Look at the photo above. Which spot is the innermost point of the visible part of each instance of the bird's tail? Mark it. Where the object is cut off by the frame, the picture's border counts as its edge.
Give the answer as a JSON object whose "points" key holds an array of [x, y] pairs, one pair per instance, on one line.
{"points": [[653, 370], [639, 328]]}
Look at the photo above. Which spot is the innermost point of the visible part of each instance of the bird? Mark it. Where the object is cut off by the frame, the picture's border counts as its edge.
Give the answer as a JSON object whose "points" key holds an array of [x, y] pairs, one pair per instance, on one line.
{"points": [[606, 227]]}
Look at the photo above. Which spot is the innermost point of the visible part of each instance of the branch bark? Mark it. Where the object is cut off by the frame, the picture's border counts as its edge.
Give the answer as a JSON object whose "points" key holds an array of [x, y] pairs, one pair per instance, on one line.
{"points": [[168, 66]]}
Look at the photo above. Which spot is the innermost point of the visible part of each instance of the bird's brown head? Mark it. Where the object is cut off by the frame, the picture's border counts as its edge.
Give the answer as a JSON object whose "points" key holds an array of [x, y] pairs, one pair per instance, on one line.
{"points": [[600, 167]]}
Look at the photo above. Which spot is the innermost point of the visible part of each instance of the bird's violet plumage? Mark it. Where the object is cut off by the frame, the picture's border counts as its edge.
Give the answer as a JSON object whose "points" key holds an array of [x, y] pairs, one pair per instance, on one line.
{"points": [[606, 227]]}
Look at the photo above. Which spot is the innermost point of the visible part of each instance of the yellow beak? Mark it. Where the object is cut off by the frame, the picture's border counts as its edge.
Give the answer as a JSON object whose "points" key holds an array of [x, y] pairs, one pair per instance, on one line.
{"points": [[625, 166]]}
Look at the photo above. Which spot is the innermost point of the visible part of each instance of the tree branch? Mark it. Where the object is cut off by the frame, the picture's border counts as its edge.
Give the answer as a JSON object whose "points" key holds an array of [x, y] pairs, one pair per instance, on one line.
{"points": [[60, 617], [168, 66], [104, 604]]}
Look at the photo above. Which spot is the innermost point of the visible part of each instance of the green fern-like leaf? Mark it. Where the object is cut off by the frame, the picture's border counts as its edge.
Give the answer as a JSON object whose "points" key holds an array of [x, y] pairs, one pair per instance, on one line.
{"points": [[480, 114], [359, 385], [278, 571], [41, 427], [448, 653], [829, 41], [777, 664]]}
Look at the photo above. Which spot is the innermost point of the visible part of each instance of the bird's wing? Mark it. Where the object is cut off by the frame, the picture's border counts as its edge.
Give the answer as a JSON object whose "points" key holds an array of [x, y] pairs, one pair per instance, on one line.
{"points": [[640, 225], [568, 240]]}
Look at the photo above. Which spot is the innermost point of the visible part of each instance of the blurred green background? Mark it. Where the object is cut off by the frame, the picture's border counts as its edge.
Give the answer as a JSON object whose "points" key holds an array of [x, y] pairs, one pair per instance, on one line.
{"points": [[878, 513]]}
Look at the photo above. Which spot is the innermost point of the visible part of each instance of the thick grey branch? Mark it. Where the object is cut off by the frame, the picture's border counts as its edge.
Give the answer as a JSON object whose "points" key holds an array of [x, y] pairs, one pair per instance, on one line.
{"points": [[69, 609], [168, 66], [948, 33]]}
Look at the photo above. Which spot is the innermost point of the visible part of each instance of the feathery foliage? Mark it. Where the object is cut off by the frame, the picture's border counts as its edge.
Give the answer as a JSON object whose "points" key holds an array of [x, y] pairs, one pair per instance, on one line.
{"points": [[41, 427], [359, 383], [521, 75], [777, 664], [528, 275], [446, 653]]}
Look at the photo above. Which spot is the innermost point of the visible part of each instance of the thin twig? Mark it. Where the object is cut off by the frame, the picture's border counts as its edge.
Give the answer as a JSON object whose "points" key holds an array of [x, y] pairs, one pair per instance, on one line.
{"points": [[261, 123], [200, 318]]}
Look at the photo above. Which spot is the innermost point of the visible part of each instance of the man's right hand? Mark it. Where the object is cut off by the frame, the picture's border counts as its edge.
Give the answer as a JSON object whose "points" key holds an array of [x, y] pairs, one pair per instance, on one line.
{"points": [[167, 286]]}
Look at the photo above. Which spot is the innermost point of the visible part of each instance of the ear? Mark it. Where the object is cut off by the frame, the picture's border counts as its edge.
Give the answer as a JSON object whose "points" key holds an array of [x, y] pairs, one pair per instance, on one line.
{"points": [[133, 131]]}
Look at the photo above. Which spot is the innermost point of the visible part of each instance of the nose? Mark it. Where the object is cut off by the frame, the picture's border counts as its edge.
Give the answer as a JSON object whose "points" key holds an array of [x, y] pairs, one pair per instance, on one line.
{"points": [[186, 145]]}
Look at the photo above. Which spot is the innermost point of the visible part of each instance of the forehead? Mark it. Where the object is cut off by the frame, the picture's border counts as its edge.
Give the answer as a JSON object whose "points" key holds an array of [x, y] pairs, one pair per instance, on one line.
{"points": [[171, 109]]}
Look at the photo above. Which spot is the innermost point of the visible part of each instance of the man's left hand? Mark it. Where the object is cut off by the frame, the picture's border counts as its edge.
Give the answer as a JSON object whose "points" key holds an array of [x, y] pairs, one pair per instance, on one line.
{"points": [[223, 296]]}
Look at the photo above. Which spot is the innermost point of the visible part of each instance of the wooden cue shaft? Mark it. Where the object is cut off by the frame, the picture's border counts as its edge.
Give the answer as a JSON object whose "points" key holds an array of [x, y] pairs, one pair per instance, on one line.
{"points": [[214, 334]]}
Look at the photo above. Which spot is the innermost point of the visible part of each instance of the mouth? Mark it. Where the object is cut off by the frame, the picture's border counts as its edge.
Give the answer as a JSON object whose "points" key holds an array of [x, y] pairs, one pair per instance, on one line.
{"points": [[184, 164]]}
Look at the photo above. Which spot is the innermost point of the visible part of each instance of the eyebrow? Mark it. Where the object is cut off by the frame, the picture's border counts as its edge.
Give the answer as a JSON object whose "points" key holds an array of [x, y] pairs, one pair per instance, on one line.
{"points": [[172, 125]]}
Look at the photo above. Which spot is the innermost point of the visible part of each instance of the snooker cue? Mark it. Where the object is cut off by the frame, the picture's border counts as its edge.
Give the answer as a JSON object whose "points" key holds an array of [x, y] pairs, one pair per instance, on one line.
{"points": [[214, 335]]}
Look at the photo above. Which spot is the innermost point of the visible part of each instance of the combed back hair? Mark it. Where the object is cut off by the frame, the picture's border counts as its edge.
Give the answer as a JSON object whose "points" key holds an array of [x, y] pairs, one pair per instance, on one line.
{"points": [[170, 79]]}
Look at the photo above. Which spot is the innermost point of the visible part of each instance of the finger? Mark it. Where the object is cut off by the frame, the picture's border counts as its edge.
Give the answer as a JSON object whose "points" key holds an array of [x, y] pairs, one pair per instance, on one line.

****************

> Exercise objective
Go through the entries above and write each one out exactly.

> Solution below
Look at the photo above. Which spot is the innermost point of the visible part of each instance of the bird's tail? Mark it. Where the object is cut off by the frame, the picture's border counts as its edge.
Give the answer as a JSON object whose "points" key holds an array of [x, y] pairs, one pair per instance, on one line.
{"points": [[653, 370], [639, 328]]}
Look at the photo above. Which spot is the innermost point of the visible part of each instance of the bird? Mark it. Where the object is cut off by the frame, the picture's border counts as its edge.
Give the answer as a JSON object whose "points" key holds an array of [x, y] pairs, one pair per instance, on one line.
{"points": [[606, 227]]}
Look at the photo above. Which spot is the innermost point of the visible part of each instance of the branch bark? Mark it. Where the object is cut off by the frame, the picture's border counts as its edge.
Give the answer as a JSON object whose "points" key holds an array of [x, y] pairs, one pair per instance, on one line.
{"points": [[168, 66]]}
Look at the photo above. Which spot is the innermost point of the visible part of each instance of the bird's brown head? Mark it. Where the object is cut off by the frame, the picture's border counts as its edge.
Give the answer as a JSON object whose "points" key holds an array of [x, y] pairs, one pair per instance, on one line.
{"points": [[600, 167]]}
Look at the photo above. Which spot is the innermost point of the visible part of each instance of the bird's violet plumage? Mark it. Where the object is cut off by the frame, the picture's border counts as its edge.
Give the answer as a JSON object whose "points" key holds an array of [x, y] pairs, one pair per instance, on one line.
{"points": [[606, 227]]}
Look at the photo above. Which spot is the innermost point of the visible part of each instance of the yellow beak? Mark it. Where the object is cut off by the frame, the picture's border counts as its edge.
Give the answer as a JSON object whose "points" key holds an array of [x, y] pairs, one pair per instance, on one line.
{"points": [[625, 166]]}
Look at the photo above. Which spot is the innermost point of the visible part of each instance of the tree branch? Mark it. Where the object is cut off by the frame, the picture's border counts as its edge.
Give the answer as a JSON object whose "points" key holds an array of [x, y] pairs, one pair per instance, on one line.
{"points": [[60, 617], [168, 66], [104, 604]]}
Look at the photo above. Which spot is the innermost point of the visible part of each instance of the green fern-like leaf? Mark it. Where the object is cut off by the frame, the picture's border counts as its edge.
Give the answer as a JSON object whose "points" key holds an array of [x, y] pairs, one pair per instance, on one line.
{"points": [[480, 114], [359, 385], [278, 571], [41, 427], [448, 653], [829, 41], [777, 664]]}
Look at the photo above. Which spot is the innermost point of the visible part of each instance of the bird's wing? Mark it. Where the object is cut off by the frame, the picture's border counts as its edge.
Give the answer as a JSON object whose "points" key holds an array of [x, y] pairs, one pair per instance, on one line.
{"points": [[640, 225], [568, 240]]}
Look at the photo above. Which spot is the innermost point of the visible part of each instance of the blurred green background? Mark it. Where the object is cut off by the frame, the picture's border counts as its edge.
Give the answer as a JSON object whose "points" key holds an array of [x, y] pairs, one pair per instance, on one line.
{"points": [[878, 513]]}
Look at the photo above. Which spot is the innermost point of the visible part of each instance of the thick grey branch? Mark it. Where the object is cut off by the frame, the picture's border counts as its edge.
Give the answer as a JSON object whose "points" key holds an array of [x, y] pairs, one pair per instance, on one line.
{"points": [[69, 609], [168, 66], [948, 33]]}
Look at the photo above. Which spot is the innermost point of the visible part of each instance of the feathery foliage? Mark it. Where the object is cut off by the frame, the picture's border counts as its edge.
Give the answer as a JSON object whose "points" key holds an array of [x, y] pairs, one pair per instance, on one line.
{"points": [[41, 427], [359, 383], [521, 75], [777, 664], [528, 275], [446, 653]]}
Look at the photo above. Which spot is the innermost point of the visible part of each instance of the thin twig? Mark it. Where the object is cut off by the frame, the picture's border counts as its edge.
Give the answer as a JSON object whose "points" key holds an array of [x, y] pairs, one pair per instance, on one line.
{"points": [[261, 123], [200, 318]]}
Look at the photo above. Which spot is the innermost point of the visible part of each instance of the man's right hand? Mark it. Where the object is cut off by the frame, the picture's border counts as its edge.
Give the answer as a JSON object whose "points" key holds an array of [x, y] pairs, one pair per instance, on one line.
{"points": [[167, 286]]}
Look at the photo above. Which spot is the innermost point of the visible part of each instance of the ear? Mark it. Where the object is cut off by the frame, the picture's border counts as its edge.
Give the answer as a JSON object whose "points" key holds an array of [x, y] pairs, one pair per instance, on one line.
{"points": [[133, 131]]}
Look at the photo above. Which spot is the innermost point of the visible part of each instance of the nose? Mark it. Where the object is cut off by the frame, the picture's border counts as its edge.
Give the answer as a JSON object whose "points" key holds an array of [x, y] pairs, one pair per instance, on one line.
{"points": [[186, 145]]}
Look at the photo above. Which spot is the innermost point of the visible part of each instance of the forehead? Mark it. Where the object is cut off by the frame, the picture's border counts as its edge.
Give the answer as a JSON object whose "points" key holds an array of [x, y] pairs, one pair per instance, on one line.
{"points": [[171, 109]]}
Look at the photo above. Which spot is the innermost point of the visible part of each instance of the man's left hand? Mark it. Where the object is cut off by the frame, the picture's border counts as its edge.
Give the answer as a JSON object whose "points" key holds an array of [x, y] pairs, one pair per instance, on one line.
{"points": [[223, 296]]}
Look at the photo above. Which spot is the innermost point of the visible part of each instance of the wooden cue shaft? Mark it. Where the object is cut off by the frame, the picture's border counts as its edge.
Give the answer as a JSON object whose "points" key holds an array of [x, y] pairs, one pair per instance, on one line.
{"points": [[214, 334]]}
Look at the photo above. Which spot is the innermost point of the visible part of each instance of the mouth? Mark it. Where the object is cut off by the frame, the picture's border counts as its edge.
Give the answer as a JSON object whose "points" key holds an array of [x, y] pairs, one pair per instance, on one line.
{"points": [[184, 164]]}
Look at the photo above. Which spot is the innermost point of the visible part of each instance of the eyebrow? Mark it. Where the object is cut off by the frame, the picture's border counts as its edge.
Give the answer as a JSON object whose "points" key holds an array of [x, y] pairs, one pair per instance, on one line.
{"points": [[172, 125]]}
Look at the photo above. Which spot is the innermost point of the visible part of each instance of the snooker cue? Mark it. Where the object is cut off by the frame, the picture's border counts as its edge.
Give the answer as a JSON object whose "points" key holds an array of [x, y] pairs, one pair per instance, on one line.
{"points": [[214, 335]]}
Look at the photo above. Which spot is the innermost point of the visible part of each instance of the combed back hair? Mark it. Where the object is cut off by the frame, the picture's border counts as its edge.
Give the answer as a JSON object whose "points" key holds an array of [x, y] pairs, one pair per instance, on one line.
{"points": [[170, 79]]}
Look at the photo above. Which spot is the innermost point of the visible part of each instance of the finger? Mark it. Where the object is cut off by the frame, the picture's border counts as its edge.
Give the answer as a JSON object whose "points" key holds an array of [x, y] pairs, one pair per instance, on one line.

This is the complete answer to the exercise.